Talk:Voltage

Generalization to electrodynamics section

I think the equation

${\displaystyle {\begin{aligned}\Delta V_{AB}&=V(\mathbf {r} _{B})-V(\mathbf {r} _{A})\\&=-\int _{\mathbf {r} _{A}}^{\mathbf {r} _{B}}\left(\mathbf {E} +{\frac {\partial \mathbf {A} }{\partial t}}\right)\cdot \mathrm {d} {\boldsymbol {\ell }}\end{aligned}}}$

needs a reliable source. I know that it has been in the article a long time, but as far as I can tell, it is unsourced.Constant314 (talk) 12:42, 8 October 2021 (UTC)

I have hopefully fixed this by adding a footnote referencing the theorem that connects this equation to the one before it (and that previous equation is straight from Griffiths). Hopefully that clears it up. Hddharvey (talk) 13:58, 8 October 2021 (UTC)

An explanatory note is not usually considered a sufficient response to a request for a citation. But I agree that it follows directly from the previous (referenced) equation simply by integrating it. SpinningSpark 16:32, 8 October 2021 (UTC)

The math is fine. It needs a citation to show that reliable sources use this definition of voltage in dynamic situations.Constant314 (talk) 18:14, 8 October 2021 (UTC)

You raise a good point. I had been thinking about this a bit. I haven't really seen people talk of "voltage" at all in electrodynamics - they just speak in terms of the potentials but you don't really hear the term "voltage" come up. If you define "voltage" as "difference in electric potential" then the definition in this section makes sense - but I don't think it's really used much. (I could actually argue that electrical engineers indirectly use this definition without realising it, but I'm not sure whether any reliable sources make that argument - no need to overcomplicate it anyway). Usually the term "voltage" is used in the electrostatic (or in an electrostatic approximation at least) or in a lumped or distributed element model where its meaning becomes more and more abstract at higher frequencies. The uses of "voltage" in the electrostatic and lumped element model scenarios work well with voltage as the "work by/against the electric field per unit charge".

DIRECTIONS:
1 – Retype the passage of the voltage discussion from "needs a reliable" up to and including "13:58, 8 October 2021 (UTC)".
2 – Please carry the voltage discussion forward from the point where it stops.

DATASET RECORDS:
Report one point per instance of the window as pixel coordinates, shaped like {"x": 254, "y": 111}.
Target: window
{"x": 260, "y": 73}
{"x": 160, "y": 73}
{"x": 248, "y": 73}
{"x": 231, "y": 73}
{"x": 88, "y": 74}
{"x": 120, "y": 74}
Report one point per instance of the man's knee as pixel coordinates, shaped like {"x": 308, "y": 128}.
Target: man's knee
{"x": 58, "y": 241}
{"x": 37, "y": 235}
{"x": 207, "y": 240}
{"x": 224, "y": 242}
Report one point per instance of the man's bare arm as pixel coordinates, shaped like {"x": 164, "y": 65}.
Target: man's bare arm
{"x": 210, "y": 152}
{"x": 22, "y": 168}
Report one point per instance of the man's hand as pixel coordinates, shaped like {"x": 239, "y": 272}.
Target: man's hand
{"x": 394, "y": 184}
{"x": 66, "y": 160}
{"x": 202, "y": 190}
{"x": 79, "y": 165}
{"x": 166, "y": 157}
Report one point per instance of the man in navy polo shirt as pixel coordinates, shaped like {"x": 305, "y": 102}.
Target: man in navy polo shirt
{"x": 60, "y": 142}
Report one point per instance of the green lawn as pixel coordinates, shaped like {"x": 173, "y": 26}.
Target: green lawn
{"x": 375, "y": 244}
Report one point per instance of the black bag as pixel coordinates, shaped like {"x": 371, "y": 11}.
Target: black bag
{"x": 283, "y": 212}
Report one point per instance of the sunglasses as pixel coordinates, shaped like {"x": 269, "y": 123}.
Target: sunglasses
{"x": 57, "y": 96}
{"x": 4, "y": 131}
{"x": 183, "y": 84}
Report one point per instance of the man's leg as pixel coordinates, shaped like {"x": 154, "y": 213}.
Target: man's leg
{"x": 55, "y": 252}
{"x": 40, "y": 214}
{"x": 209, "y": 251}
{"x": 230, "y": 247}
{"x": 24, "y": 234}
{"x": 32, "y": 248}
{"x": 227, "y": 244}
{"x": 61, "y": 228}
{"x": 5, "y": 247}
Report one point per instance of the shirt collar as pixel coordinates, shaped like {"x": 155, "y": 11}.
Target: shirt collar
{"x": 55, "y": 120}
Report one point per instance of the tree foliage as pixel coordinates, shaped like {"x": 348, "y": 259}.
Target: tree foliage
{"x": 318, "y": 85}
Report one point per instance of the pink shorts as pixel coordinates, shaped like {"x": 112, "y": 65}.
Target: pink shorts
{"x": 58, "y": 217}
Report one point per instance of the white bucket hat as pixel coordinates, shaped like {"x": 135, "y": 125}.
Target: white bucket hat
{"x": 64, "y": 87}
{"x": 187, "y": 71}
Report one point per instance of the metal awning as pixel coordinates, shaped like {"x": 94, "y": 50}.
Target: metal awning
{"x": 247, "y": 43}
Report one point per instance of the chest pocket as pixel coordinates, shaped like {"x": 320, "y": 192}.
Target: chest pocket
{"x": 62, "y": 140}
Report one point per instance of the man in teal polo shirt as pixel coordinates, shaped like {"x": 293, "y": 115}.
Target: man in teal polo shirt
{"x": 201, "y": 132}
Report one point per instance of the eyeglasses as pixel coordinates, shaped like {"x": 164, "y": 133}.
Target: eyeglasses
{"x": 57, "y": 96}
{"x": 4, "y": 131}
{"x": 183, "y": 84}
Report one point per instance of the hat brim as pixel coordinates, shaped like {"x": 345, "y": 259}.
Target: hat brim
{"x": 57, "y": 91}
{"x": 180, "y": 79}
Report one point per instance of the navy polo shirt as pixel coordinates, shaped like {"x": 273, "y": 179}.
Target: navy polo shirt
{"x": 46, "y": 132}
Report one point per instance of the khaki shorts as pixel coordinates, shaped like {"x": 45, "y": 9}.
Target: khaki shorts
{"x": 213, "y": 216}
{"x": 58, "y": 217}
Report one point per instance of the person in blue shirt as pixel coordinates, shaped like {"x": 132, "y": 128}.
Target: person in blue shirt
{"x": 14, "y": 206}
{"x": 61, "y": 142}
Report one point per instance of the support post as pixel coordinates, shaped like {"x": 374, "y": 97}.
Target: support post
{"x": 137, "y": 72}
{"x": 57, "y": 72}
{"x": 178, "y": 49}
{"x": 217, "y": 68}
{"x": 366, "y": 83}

OUTPUTS FOR THE TASKS:
1 –
needs a reliable source. I know that it has been in the article a long time, but as far as I can tell, it is unsourced.Constant314 (talk) 12:42, 8 October 2021 (UTC)

I have hopefully fixed this by adding a footnote referencing the theorem that connects this equation to the one before it (and that previous equation is straight from Griffiths). Hopefully that clears it up. Hddharvey (talk) 13:58, 8 October 2021 (UTC)

2 –
To address these issues, I have edited the page to trim down the section on "Generalization to electrodynamics". I think it is nice to still have a passing mention of this topic (and refer to the main article) - however I have avoided explicitly mentioning this "generalization" as a definition of voltage. There was also discussion in the "Definition in electrostatics" section that alluded to the lumped element model - I have moved this discussion to the section that actually discusses the lumped element model. Hddharvey (talk) 02:54, 9 October 2021 (UTC)

All-in-all good improvements. As an engineer, I tend to the common man’s definition. Voltage is what the voltmeter reads. It may vary depending on how you lay the leads down. That’s Ok. The purpose of the math is to predict what the voltmeter will read. Potential and potential difference are nuanced terms and gauge dependent. Voltage is about whether the lights work, regardless of the gauge. Constant314 (talk) 03:31, 9 October 2021 (UTC)

This book page may help here. SpinningSpark 08:43, 9 October 2021 (UTC)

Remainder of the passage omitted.